• **Work to be completed**
Your answer should consist of every line in the records that holds "sweatshirt".

• **Data items**
* * * * *
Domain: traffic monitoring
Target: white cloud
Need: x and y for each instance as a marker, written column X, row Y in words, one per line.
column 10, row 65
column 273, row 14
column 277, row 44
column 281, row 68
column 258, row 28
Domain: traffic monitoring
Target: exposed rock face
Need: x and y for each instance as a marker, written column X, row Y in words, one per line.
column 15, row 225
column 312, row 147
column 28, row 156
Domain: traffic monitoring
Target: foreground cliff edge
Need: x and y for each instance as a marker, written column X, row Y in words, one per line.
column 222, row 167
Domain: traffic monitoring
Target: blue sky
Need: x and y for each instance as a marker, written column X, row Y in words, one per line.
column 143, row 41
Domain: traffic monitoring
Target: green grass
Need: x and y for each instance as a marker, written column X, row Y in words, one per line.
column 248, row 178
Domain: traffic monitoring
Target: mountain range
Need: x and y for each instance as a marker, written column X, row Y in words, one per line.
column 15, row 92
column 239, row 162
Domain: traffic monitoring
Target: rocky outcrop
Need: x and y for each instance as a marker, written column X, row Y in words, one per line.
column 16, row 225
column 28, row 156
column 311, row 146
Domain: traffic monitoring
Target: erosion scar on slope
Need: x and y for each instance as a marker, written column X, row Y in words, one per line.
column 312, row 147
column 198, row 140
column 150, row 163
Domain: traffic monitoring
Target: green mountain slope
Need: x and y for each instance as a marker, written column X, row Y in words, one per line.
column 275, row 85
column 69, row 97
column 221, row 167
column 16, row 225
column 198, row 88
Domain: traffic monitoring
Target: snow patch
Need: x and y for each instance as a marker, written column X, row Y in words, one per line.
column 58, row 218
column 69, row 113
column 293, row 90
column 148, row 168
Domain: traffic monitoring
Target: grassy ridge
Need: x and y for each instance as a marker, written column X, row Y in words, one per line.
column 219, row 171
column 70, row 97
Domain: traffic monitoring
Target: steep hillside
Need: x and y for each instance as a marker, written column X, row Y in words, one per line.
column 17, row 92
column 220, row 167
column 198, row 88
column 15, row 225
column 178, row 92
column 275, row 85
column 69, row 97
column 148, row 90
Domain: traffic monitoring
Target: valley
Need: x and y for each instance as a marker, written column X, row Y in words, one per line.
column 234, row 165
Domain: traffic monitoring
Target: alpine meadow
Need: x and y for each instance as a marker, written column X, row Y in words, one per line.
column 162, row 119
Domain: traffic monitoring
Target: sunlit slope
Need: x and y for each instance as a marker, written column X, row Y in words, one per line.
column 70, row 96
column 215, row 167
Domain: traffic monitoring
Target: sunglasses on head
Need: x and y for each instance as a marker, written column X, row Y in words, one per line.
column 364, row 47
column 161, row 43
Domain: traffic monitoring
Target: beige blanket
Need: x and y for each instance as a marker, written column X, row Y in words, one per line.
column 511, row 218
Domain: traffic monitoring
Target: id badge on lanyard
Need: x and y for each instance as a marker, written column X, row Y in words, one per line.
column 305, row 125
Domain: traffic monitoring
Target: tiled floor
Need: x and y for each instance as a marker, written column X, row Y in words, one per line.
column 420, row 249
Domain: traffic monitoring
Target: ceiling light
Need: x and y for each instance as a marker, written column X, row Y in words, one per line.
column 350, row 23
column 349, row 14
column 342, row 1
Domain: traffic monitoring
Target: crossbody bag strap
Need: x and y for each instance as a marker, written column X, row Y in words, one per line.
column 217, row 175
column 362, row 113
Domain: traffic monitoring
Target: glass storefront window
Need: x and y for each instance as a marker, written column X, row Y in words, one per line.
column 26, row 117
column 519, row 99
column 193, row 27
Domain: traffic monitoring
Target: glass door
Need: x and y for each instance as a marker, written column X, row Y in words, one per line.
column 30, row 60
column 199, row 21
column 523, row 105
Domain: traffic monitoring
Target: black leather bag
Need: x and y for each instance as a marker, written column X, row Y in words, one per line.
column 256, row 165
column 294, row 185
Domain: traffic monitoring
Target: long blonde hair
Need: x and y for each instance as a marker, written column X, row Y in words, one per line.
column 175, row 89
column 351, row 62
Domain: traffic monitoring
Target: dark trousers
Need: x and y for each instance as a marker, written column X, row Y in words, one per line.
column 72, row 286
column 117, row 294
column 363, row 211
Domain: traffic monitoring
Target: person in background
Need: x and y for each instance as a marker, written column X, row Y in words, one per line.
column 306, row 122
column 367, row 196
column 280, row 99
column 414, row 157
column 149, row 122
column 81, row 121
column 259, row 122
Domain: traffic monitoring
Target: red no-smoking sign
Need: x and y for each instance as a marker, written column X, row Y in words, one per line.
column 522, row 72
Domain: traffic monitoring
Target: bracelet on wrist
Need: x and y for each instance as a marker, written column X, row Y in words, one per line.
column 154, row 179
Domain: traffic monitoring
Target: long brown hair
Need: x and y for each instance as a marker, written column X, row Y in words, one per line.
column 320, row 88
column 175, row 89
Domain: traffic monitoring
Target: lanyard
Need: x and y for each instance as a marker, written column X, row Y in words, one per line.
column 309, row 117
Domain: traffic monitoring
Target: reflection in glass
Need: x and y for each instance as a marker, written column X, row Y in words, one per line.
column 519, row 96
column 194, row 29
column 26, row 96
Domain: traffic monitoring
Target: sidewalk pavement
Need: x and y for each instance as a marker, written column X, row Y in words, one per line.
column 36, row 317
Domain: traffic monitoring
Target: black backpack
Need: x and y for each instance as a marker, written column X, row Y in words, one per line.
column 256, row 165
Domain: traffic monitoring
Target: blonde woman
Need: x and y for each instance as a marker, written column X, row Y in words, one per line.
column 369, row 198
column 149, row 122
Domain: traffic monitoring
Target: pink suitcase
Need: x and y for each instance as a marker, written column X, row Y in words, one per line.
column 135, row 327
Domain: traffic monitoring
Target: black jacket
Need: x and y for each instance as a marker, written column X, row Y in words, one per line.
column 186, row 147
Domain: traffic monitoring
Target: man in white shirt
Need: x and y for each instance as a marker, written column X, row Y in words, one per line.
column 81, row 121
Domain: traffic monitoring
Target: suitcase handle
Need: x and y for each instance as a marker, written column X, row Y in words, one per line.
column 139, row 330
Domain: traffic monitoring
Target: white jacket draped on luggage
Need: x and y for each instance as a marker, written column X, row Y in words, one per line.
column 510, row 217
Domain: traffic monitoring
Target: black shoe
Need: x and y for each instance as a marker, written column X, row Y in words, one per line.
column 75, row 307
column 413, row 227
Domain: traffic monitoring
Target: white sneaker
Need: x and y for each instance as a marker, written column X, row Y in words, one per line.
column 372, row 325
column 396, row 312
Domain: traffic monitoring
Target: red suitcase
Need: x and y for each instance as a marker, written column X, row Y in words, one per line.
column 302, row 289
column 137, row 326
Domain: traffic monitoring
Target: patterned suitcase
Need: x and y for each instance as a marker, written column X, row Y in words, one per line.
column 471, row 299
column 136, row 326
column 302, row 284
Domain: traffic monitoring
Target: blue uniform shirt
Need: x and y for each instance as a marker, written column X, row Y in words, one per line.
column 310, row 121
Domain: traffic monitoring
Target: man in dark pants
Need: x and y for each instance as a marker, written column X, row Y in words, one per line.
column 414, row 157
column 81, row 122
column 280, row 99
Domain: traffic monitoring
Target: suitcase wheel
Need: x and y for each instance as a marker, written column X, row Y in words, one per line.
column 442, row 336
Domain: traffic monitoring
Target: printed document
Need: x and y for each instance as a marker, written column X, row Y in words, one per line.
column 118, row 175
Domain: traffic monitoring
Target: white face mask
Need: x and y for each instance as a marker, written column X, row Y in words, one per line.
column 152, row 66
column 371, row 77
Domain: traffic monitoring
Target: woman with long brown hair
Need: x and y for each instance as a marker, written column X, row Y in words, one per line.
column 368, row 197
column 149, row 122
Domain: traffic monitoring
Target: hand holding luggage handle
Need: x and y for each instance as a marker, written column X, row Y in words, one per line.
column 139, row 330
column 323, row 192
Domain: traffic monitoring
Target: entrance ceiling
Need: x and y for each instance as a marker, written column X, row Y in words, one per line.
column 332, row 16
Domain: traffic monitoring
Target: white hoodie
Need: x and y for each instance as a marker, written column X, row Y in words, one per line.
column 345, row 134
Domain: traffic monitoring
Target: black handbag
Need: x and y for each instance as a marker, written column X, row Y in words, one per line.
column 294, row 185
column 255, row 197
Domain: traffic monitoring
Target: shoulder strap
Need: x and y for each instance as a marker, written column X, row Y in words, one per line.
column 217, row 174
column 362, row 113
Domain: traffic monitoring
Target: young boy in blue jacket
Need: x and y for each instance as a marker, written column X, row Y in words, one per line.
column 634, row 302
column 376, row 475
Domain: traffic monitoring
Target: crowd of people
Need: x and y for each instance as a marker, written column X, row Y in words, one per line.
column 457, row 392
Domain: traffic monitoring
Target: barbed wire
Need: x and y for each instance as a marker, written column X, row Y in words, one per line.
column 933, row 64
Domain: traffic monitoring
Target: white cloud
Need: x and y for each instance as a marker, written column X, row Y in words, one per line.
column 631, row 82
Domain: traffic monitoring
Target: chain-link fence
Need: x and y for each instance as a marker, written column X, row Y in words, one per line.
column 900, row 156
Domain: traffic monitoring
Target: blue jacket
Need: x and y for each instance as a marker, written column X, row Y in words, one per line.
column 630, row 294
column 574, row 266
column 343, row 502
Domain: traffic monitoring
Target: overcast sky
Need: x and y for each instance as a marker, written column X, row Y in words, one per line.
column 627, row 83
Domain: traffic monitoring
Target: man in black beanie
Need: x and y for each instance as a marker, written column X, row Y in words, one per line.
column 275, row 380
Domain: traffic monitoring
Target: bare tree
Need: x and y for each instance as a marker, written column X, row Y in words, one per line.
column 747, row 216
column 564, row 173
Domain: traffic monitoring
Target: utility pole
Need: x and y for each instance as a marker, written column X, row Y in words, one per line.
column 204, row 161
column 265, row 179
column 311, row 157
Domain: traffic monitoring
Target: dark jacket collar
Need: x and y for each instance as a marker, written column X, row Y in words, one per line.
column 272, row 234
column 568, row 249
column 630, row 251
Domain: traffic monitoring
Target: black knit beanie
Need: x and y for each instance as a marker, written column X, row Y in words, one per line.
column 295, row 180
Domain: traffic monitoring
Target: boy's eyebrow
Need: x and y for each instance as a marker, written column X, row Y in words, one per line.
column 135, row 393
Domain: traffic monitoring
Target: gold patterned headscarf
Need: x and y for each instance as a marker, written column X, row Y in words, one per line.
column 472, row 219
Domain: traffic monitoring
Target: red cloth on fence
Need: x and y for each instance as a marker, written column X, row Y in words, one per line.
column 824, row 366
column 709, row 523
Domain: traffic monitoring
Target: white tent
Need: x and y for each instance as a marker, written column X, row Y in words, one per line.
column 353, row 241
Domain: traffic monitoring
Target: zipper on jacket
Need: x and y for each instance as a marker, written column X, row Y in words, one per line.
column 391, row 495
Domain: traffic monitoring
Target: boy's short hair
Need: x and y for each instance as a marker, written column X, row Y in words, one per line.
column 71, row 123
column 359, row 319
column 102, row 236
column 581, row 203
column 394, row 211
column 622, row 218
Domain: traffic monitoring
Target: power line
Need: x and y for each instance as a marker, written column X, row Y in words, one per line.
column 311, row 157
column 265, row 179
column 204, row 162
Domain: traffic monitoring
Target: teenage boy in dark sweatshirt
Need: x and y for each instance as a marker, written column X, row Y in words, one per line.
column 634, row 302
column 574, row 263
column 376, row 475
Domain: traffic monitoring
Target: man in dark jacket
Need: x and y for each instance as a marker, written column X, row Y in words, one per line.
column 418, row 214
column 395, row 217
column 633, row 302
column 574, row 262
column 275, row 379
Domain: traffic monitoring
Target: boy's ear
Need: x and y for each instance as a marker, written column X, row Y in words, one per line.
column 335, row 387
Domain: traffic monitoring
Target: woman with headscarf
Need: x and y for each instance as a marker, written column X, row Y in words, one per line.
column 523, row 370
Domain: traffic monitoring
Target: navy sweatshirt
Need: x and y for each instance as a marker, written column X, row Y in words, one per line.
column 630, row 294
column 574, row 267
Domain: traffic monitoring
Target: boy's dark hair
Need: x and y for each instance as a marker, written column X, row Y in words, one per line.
* * * * *
• **Result**
Target: teenage boy in dark sweatshirt
Target: navy sweatshirt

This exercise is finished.